Apple workers in Shanghai protest brutal lockdown

By Brian Williams
June 13, 2022

Fed up with strict COVID-19 lockdown restrictions imposed in Shanghai by the Chinese rulers over the past two months, workers at Quanta, a Taiwanese-owned plant that makes MacBook laptops, have organized protests against the conditions they face. This has included hundreds of workers clashing with factory guards in hazmat suits and jumping across plant barriers to get out and buy basic supplies. China Times reports workers chanted “Down with capitalism.”

Like many other bosses in the city, Quanta has adopted what they call a “closed loop” production system to keep factories going and profits rising during the lockdown. Workers are banned from leaving company property even during off hours and are forced to live and sleep in the factory or crammed into adjacent dormitories. They are forbidden to see other people, including their families.
------------------------------
## TASK GOAL
Continue the article above on the protest by Apple workers in Shanghai, starting after its last sentence.

## DATASET RECORDS
------------------------------
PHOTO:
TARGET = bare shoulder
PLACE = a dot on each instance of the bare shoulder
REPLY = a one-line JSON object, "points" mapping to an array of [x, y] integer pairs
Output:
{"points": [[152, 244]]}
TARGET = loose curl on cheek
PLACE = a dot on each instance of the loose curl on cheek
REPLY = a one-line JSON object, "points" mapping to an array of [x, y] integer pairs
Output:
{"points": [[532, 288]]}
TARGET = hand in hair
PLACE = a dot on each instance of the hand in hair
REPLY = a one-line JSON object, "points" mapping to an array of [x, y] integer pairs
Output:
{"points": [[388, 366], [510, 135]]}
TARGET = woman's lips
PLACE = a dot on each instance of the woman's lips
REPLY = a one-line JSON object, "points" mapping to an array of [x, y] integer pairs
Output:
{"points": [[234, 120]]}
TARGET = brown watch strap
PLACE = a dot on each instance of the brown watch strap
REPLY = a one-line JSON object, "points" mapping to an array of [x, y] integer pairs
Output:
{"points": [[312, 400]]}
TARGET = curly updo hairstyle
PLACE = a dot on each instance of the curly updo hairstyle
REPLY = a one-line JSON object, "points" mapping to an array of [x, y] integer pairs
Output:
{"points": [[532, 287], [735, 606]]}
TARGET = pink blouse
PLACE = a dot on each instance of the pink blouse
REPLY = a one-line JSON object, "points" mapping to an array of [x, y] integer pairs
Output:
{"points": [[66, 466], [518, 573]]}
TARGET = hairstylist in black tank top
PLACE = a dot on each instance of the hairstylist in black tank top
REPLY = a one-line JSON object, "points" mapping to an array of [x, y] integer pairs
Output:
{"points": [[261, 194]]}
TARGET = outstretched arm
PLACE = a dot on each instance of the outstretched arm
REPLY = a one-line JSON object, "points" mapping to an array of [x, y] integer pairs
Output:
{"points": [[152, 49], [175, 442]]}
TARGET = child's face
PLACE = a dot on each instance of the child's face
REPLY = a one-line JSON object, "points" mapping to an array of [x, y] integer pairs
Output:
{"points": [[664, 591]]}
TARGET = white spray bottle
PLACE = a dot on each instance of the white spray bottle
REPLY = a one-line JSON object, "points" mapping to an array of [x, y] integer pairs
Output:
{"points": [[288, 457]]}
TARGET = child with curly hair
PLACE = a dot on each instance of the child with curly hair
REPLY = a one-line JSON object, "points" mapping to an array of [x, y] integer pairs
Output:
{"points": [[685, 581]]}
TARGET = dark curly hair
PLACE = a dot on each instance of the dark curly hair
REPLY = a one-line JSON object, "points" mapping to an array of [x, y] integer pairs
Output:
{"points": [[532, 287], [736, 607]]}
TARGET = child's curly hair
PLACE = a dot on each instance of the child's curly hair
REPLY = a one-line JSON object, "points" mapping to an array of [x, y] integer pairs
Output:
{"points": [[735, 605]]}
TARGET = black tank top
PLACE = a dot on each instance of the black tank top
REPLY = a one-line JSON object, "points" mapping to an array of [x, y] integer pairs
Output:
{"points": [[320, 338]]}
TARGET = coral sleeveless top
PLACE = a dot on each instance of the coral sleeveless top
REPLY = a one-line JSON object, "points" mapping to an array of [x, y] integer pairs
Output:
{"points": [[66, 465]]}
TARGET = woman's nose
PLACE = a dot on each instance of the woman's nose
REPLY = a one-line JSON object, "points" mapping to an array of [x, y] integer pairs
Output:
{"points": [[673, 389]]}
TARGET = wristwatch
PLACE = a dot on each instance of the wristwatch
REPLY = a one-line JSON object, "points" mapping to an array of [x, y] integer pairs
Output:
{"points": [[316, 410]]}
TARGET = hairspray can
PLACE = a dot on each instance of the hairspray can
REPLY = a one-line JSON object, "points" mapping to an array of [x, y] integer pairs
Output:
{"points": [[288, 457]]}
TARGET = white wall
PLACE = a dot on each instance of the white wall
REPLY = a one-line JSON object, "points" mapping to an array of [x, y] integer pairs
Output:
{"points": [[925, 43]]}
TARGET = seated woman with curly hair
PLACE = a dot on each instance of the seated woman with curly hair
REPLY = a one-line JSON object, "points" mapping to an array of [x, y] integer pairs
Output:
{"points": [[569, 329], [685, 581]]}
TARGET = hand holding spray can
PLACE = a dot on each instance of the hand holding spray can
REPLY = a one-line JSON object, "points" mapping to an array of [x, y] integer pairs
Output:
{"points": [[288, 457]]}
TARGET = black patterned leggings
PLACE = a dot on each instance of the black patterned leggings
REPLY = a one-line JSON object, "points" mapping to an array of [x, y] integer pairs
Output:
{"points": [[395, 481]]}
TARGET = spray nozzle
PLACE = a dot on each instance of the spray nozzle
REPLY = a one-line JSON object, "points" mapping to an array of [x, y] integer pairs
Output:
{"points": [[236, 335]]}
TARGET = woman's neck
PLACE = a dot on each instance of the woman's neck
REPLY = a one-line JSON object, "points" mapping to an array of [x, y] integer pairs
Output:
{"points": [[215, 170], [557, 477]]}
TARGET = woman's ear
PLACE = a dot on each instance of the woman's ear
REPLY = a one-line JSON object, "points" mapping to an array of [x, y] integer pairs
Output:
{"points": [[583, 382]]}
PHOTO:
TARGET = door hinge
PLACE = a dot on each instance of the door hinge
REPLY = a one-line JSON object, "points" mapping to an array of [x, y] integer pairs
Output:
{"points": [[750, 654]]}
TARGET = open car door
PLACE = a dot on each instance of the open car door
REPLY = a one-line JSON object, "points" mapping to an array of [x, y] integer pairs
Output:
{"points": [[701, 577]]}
------------------------------
## WRITTEN ANSWER
“People are getting frustrated and tired of these controls,” one worker at the locked-down Apple facility told Bloomberg News. “That’s inevitable, especially when there is no timeline on when all this will end.”

They’re also demanding raises. One worker told Bloomberg they’re paid just $450 per month.

Typical housing conditions for workers at the Quanta plant under the lockdown include packing 12 workers in bunk beds per dorm room.